◆ **DOCUMENT EXCERPT**
────────────────
With the multitude of satellite data sets available from 
numerous missions and sensors, many of which are 
complementary to each other, there is an increasingly critical 
need to combine them through data fusion (DF) to derive the 
optimal benefits from the data. Often, information provided by 
an individual sensor might be incomplete, inconsistent, 
inadequate, and/or imprecise. Fusing of multi-sensor data, e.g., 
Aerosol Optical Thickness (AOT), can potentially create a 
more consistent, reliable, and complete picture of the space- 
time evolution of the underlying geophysical process (e.g., dust 
storms). Missing data from one sensor could be filled in with 
available co-located data from another sensor. For a given area, 
valid data from different sensors can be optimally combined 
(with error estimates) to produce a better estimate of some 
geophysical parameter. Although the Earth Observing System 
(EOS) program [1] significantly improved the interoperability 
of data from different sensors, two gridded products, for 
example, of the same parameter but from two different 
missions may still not be completely compatible with each 
other. Complications arise from the different spatial and 


temporal resolutions of the sensors, as well as the different 
sensor geometries. 

The work described in this paper is part of the larger effort 
to enable DF in Giovanni. Our DF objective here is to increase 
the spatial coverage: filling orbital and other gaps through DF 
and incorporating the simplest DF algorithm of the Terra and 
Aqua AOTs. We provide a quick overview of Giovanni 
capabilities with emphasis on our plans for the added DF 
capability, using gridded daily mean AOT data from the 
Moderate Resolution Imaging Spectroradiometer (MODIS) 
onboard Terra and Aqua NASA satellites and MISR onboard 
Terra satellite. We concentrate on the following spatial aspects 
of differences in images to be fused: (a) degree of spatial 
overlap in Terra MODIS and MISR measurements over 
oceans; (b) benefits of fusing data from three sensors to spatial 
coverage increase; (c) effects of differences in spatial coverage 
in images on their properties expressed by various statistics; 
(d) effects of horizontal shifts (different measurement times)
────────────────
◆ **EXERCISE INPUTS**
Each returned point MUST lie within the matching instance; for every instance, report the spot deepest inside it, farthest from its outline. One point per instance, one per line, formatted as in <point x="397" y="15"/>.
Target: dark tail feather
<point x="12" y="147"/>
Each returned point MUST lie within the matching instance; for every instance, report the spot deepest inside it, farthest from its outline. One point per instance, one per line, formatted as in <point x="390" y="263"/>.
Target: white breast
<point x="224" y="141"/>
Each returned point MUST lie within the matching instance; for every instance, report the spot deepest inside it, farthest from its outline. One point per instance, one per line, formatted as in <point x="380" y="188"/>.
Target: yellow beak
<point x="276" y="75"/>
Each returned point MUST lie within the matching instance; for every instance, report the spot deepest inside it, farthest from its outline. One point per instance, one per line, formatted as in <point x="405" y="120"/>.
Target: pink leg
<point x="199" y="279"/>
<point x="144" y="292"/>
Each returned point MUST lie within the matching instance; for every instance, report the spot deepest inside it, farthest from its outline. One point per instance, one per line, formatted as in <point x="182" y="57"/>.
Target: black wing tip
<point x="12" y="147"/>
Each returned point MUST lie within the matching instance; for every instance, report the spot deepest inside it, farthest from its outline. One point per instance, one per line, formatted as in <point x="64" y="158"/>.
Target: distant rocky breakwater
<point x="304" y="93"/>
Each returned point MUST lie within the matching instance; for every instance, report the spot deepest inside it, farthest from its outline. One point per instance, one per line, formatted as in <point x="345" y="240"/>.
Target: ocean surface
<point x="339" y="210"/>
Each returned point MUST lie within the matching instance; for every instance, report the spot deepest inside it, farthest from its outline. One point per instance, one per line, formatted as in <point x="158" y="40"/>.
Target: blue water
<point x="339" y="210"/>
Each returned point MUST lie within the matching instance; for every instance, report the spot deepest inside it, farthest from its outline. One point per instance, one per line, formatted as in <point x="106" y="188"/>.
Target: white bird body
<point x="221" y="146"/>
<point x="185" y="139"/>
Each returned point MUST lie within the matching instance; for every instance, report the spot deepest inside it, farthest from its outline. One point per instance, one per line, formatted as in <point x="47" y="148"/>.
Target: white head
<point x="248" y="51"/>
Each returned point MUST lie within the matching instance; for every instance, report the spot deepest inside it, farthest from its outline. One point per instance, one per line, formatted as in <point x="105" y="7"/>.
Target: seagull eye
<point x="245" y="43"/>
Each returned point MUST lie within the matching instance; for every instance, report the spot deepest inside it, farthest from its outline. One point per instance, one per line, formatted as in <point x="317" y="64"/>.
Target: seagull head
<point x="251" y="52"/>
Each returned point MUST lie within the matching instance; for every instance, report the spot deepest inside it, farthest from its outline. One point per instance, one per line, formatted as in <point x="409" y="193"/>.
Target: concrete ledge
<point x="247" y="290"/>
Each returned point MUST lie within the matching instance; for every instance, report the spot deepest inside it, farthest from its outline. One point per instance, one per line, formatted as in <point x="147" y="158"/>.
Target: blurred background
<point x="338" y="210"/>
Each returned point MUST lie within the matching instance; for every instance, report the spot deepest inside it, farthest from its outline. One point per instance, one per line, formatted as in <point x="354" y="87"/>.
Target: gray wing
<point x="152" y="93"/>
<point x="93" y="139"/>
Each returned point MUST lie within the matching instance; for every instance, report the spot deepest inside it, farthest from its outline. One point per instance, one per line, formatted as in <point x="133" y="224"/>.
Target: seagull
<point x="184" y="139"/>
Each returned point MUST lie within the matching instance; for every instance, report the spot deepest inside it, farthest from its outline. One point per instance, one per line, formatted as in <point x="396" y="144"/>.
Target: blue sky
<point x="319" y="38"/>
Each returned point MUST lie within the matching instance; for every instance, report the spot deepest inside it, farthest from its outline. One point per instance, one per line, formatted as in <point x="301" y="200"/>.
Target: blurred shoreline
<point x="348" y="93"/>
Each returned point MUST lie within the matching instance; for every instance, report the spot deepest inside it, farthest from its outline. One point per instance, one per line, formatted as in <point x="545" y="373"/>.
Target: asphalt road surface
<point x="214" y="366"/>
────────────────
◆ **WRITTEN TASKS**
a – Pick out each line of the records that contains the word "seagull", and copy those lines.
b – Please resume the excerpt on fusing satellite aerosol data in Giovanni, continuing from the point where it stops.

◆ **THE ANSWERS**
a –
Target: seagull eye
Target: seagull head
Target: seagull

b –
on these properties. 

II. Giovanni 

The NASA Earth Observing System (EOS) multi-satellite 
data archives are indispensable for studying regional or global 
atmospheric phenomena. Until recently, using this data 
required being able to locate and retrieve the relevant data 
coupled with a detailed understanding of the data’s 
complicated internal structure. Consequently, this data was 
largely unusable to the public at large as gaining the 
knowledge required to carry out the data reduction is a time- 
consuming task which must be undertaken well in advance. 
Even for experienced users analysis of multi-sensor data sets 
that are typically in different formats, structures, and 
resolutions is a daunting task. 

The NASA Goddard Earth Sciences Data and Information 
Services Center (GES DISC) has recognized this complexity 
and has taken a major step towards developing a user friendly 
Web interface that allows users to perform interactive analysis 
online without downloading any data, or needing to understand 
complicated data structures. The Goddard Interactive Online 
Visualization and Analysis Infrastructure or "Giovanni" 
(http://giovanni.gsfc.nasa.gov) addresses these objectives [2]. 
Giovanni has successfully demonstrated its utility as an 
interactive, online, analysis tool for data users to facilitate a 



wide spectrum of users in research, education, and the curious 
internet surfer. 

One of the expressed interests of users worldwide has been 
to combine and fuse data from multiple sensors using 
Giovanni. GES DISC as a significant data archive location is 
uniquely positioned to address this need using data fusion (DF)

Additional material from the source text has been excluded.